The heating tool is preferably provided with suitable monitoring and control
electronics as
described for example with respect to FIG. 2. In one particular example, the
heating tool also
includes a portion of the electronics that transforms the electrical power
provided by the wireline
cable 704 to the tools or modules in the tool string 700. This configuration
may be advantageous
as high electrical power may not need to be conveyed across the different
modules of the string
700. Also, power electronics may already generate heat can be used to heat the
formation F.
[0062] To establish an exclusive fluid communication between the tool
string 700 and a
portion of interest of the formation, the probe module 730 is provided with an
extendable probe
assembly 732 having a sampling inlet. The probe assembly is remotely located
from the heating
pad 722, for example to avoid damage of an elastomeric seal of the probe
during heating of the
formation. Also, the probe assembly 732 and the heating pad 722 are in angular
or azimuthal
positional agreement with each other.

**Data lines:**
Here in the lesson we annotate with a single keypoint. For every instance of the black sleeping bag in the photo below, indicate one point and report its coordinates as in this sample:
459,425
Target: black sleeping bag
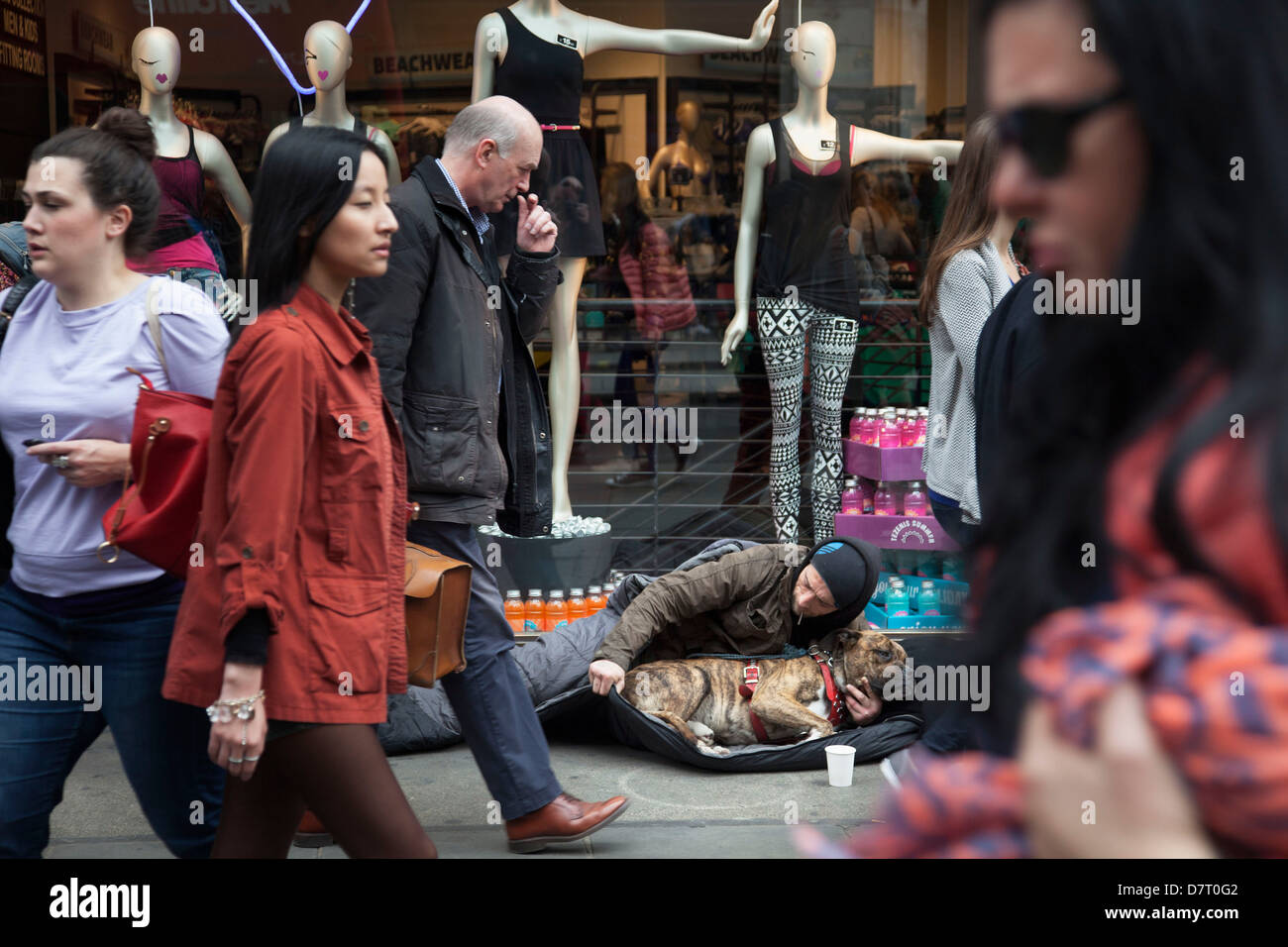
555,669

**Do this:** Please list every component in the passage on the heating tool that is given a three-digit reference number, along with its number, in order of first mention. This data was drawn from a different source than the passage on the heating tool.

**Final result:**
- wireline cable 704
- tool string 700
- probe module 730
- extendable probe assembly 732
- heating pad 722